● Liste des tâches
A: Restituez fidèlement le passage du texte sur les salpes qui commence par « Les blastozoïdes sont » et se poursuit jusqu'à « vie (Daponte et al. 2013). ».
B: Rédigez la suite du texte sur les salpes à partir de sa dernière phrase.

● Texte fourni
__________
Reproduction - Multiplication

L’oozoïde*, solitaire, se reproduit asexuellement et aboutit au relargage de chaînes (au moins 4) de blastozoïdes* tandis que le stade sexué donne un à deux individus asexués : l’oozoïde.

Les blastozoïdes sont protogynes* : ils sont d’abord femelles (les ovocytes sont matures) et fécondés par des blastozoïdes mâles (spermatozoïdes matures) plus âgés. Les blastozoïdes ont 2 à 11 sacs ovariens, mais tous les ovocytes* ne se développent pas, de sorte qu’un blastozoïde ne produit qu’un à deux embryons au cours de sa vie (Daponte et al. 2013).

L’oozoïde produit un stolon* qui, s’enroulant autour du nucléus*, se segmente et donne deux rangées de bourgeons qui deviendront les blastozoïdes, tous génétiquement identiques (ce sont des clones*). Une fois mature, la chaîne est expulsée par l’oozoïde grâce à la formation d’un orifice dans la région ventrolatérale droite de sa tunique, ce qui lui laisse une cicatrice visible (Daponte et al. 2013).
Chaque chaîne comporte une centaine de blastozoïdes en moyenne, de sorte qu’un oozoïde peut produire plusieurs centaines de blastozoïdes au cours de sa vie. La reproduction asexuée est donc centrale dans la formation des blooms saisonniers.

Bien que la durée exacte du cycle de vie reste inconnue, des travaux menés au large de l’Argentine suggèrent qu’il dure plusieurs mois (Daponte et al. 2013).

Divers biologie

La filtration active du phytoplancton* par les salpes conduit à la production d’un grand nombre de pelotes fécales, qui coulent rapidement (992 ± 174 m par jour environ chez Soestia zonaria (Yoon et al. 2001)). De ce fait, les salpes sont considérées comme des animaux essentiels pour la pompe à carbone (Decima et al. 2023), système naturel permettant une régulation du climat via des processus physiques et, dans ce cas précis, biologiques.
__________
[Entrées enregistrées]
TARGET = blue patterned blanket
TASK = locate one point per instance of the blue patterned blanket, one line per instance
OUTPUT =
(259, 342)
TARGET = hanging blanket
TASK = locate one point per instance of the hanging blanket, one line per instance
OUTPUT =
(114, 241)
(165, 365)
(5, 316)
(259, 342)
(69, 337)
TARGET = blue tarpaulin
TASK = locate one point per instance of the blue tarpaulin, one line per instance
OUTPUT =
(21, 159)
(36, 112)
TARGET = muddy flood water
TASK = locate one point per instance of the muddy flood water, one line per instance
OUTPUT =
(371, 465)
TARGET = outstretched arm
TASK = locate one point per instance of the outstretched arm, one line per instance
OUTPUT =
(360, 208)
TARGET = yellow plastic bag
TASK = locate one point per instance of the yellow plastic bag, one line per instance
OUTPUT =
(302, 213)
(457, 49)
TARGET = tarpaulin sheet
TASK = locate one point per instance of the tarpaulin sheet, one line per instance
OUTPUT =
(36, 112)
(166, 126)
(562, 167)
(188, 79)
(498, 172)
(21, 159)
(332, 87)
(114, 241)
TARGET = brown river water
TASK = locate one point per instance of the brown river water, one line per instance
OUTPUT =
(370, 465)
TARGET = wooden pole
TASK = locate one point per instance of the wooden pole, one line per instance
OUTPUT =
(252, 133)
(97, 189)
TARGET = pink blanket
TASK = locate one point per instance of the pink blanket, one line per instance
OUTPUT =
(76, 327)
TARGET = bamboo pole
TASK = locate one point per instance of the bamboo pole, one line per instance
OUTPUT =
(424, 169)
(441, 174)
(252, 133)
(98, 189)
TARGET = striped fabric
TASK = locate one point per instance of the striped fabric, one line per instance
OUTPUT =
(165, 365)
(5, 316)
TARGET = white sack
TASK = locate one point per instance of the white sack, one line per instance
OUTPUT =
__________
● Réponses
A:
Les blastozoïdes sont protogynes* : ils sont d’abord femelles (les ovocytes sont matures) et fécondés par des blastozoïdes mâles (spermatozoïdes matures) plus âgés. Les blastozoïdes ont 2 à 11 sacs ovariens, mais tous les ovocytes* ne se développent pas, de sorte qu’un blastozoïde ne produit qu’un à deux embryons au cours de sa vie (Daponte et al. 2013).

B:
Les résultats récents sur leur régime alimentaire montrent aussi qu’elles ont un impact important sur les communautés microbiennes océaniques et le cycle de l’azote (Thompson et al. 2024).

Informations complémentaires

Certaines espèces de poissons, comme l’aiglefin, l’anchois et le poisson-hachette, se nourrissent de Soestia zonaria. Cette dernière est également la proie de cnidaires (méduses et siphonophores), cténophores, tortues ou oiseaux marins.

Origine des noms

Origine du nom français

Salpe à larges bandes : nom descriptif de cette espèce de salpe, mettant en avant les larges bandes musculaires de l'oozoïde.

Origine du nom scientifique

Soestia : le genre a été décrit en 1998 par la chercheuse australienne, spécialiste des Tuniciers, Patricia Kott (1925-2012 - aussi connue par son nom de mariage : Patricia Mather), mais elle n'a donné à notre connaissance aucune explication sur l'origine ou le sens de ce nom qu'elle a choisi, Soestia.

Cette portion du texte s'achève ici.